**WHAT YOU WILL DO**
[1] In the pseudo-inverse notes, reproduce the passage from "with $\widetilde u" to "a later lecture.", replacing "assignments" with "homework problems".
[2] Condense the paragraph of the pseudo-inverse notes that begins "If, on the other hand" into a shorter version that keeps its main facts.

**TEXT EXTRACT**

• • • •

Stability in this context means that errors in the data do not get amplified too much. For now, we'll only consider stability in case the solution exists and is unique, in which case we have

$$
\|\widetilde u - \widetilde u^{\delta}\| = \|K^{-1}(f - f^{\delta})\| \leq \|K^{-1}\| \|f - f^{\delta}\|.
$$

Since $\|f\| = \|K\widetilde u\| \leq \|K\| \|\widetilde u\|$, we can express the *relative error* as

$$
\frac{\|\widetilde u - \widetilde u^{\delta}\|}{\|\widetilde u\|} \leq  \|K\|\|K^{-1}\| \frac{\|f - f^{\delta}\|}{\|f\|}.
$$

The quantity $\kappa(K) = \|K\|\|K^{-1}\|$ is called the *condition number* of $K$. When $K$ is invertible, we have $\kappa_2(K) = \|K\|_2\|K^{-1}\|_2 = \sigma_1/\sigma_n$.

## Pseudo inverse and regularization
If $m > n$, the system is inconsistent when $f$ is not in the range of $K$. If $K$ has full rank we can express it as

$$
K = U_n \Sigma_n V_n^*.
$$

We can then attempt to solve a modified system of equations

$$
K u =  U_nU_n^* f,
$$

where $U_nU_n^* f$ projects $f$ onto the range of $K$. We find

$$
\widetilde u = V_n\Sigma_n^{-1}U_n^*f = K^\dagger f.
$$

This coincides with the *least-squares* solution

$$
\min_u \|Ku - f\|_2^2 .
$$

Indeed, by setting the gradient to zero, we find

$$
K^* K u  = K^* f,
$$

so

$$
\widetilde u = (K^* K)^{-1}K^* f = K^{\dagger}f.
$$

If, on the other hand $m < n$ and $K$ has full rank, a solution exists but is not unique. In this case, we can look for the smallest solution (i.e., one that does not have any contributions in the null-space of $K$).  This means we look for a solution that is spanned by the first $m$ columns of $V$

$$
K V_m z = f,
$$

with $\widetilde u = V_m z$. We find that this solution is given by

$$
\widetilde{u} = V_m\Sigma_m^{-1}U_m^*f =  K^{\dagger}f.
$$

Showing that this indeed yields the solution with the smallest norm is the subject of one of the assignments. The corresponding variational form is

$$
\min_{u} \|u\|_2^2 \quad \text{such that} \quad Ku = f.
$$

Dealing with such constraints will be the topic of a later lecture.

If the matrix does not have full rank we may still employ the pseudo-inverse, which in general is defined as

$$
K^{\dagger} = V_k\Sigma_k^{-1}U_k^{*},
$$

where $k$ denotes the rank of the matrix.

• • • •

**STORED DATA**

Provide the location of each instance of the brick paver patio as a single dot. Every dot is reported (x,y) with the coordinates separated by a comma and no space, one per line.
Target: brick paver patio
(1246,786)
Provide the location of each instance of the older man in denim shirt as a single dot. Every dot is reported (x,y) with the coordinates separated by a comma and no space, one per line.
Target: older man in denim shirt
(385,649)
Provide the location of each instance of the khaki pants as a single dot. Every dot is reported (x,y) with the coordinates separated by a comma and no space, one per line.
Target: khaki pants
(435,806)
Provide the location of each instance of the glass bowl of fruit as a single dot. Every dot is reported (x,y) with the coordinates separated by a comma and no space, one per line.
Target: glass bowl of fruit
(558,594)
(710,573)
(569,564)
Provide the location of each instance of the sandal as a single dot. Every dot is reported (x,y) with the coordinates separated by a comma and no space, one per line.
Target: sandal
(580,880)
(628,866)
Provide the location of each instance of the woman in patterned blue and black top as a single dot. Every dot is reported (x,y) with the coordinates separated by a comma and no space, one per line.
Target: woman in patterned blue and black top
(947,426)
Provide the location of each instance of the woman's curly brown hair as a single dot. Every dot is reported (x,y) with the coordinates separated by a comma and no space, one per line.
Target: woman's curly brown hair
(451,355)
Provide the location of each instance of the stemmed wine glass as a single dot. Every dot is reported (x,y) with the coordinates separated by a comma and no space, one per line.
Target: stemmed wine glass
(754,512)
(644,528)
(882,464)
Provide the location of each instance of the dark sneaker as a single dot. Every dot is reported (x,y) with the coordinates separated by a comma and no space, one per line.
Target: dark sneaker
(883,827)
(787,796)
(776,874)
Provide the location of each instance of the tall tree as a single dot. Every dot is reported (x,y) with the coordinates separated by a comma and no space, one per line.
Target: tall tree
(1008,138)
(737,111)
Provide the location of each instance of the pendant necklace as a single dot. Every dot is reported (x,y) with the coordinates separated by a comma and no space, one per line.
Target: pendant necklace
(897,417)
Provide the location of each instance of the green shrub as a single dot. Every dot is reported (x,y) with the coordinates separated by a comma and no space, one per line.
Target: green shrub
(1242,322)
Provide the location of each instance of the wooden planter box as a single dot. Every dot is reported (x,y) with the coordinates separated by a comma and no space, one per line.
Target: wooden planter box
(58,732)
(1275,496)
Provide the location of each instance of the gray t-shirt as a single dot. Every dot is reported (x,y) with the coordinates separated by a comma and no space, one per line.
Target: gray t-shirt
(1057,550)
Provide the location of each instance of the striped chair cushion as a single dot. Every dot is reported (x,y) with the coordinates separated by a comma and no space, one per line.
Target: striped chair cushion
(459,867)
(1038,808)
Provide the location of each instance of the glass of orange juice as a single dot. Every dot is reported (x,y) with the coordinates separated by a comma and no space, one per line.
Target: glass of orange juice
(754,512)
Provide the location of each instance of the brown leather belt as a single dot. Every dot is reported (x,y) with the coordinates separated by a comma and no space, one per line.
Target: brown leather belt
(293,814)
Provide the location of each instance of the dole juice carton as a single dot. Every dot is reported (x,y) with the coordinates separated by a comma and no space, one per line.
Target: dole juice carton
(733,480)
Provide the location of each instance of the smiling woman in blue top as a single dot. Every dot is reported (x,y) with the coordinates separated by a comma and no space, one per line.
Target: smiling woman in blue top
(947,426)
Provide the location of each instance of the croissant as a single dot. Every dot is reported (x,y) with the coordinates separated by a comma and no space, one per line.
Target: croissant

• • • •

**SOLVED TASKS**
[1]
with $\widetilde u = V_m z$. We find that this solution is given by

$$
\widetilde{u} = V_m\Sigma_m^{-1}U_m^*f =  K^{\dagger}f.
$$

Showing that this indeed yields the solution with the smallest norm is the subject of one of the homework problems. The corresponding variational form is

$$
\min_{u} \|u\|_2^2 \quad \text{such that} \quad Ku = f.
$$

Dealing with such constraints will be the topic of a later lecture.

[2] When $m < n$ and $K$ has full rank, a solution exists but is not unique. We then look for the smallest solution, one with no contributions in the null-space of $K$, which means a solution spanned by the first $m$ columns of $V$.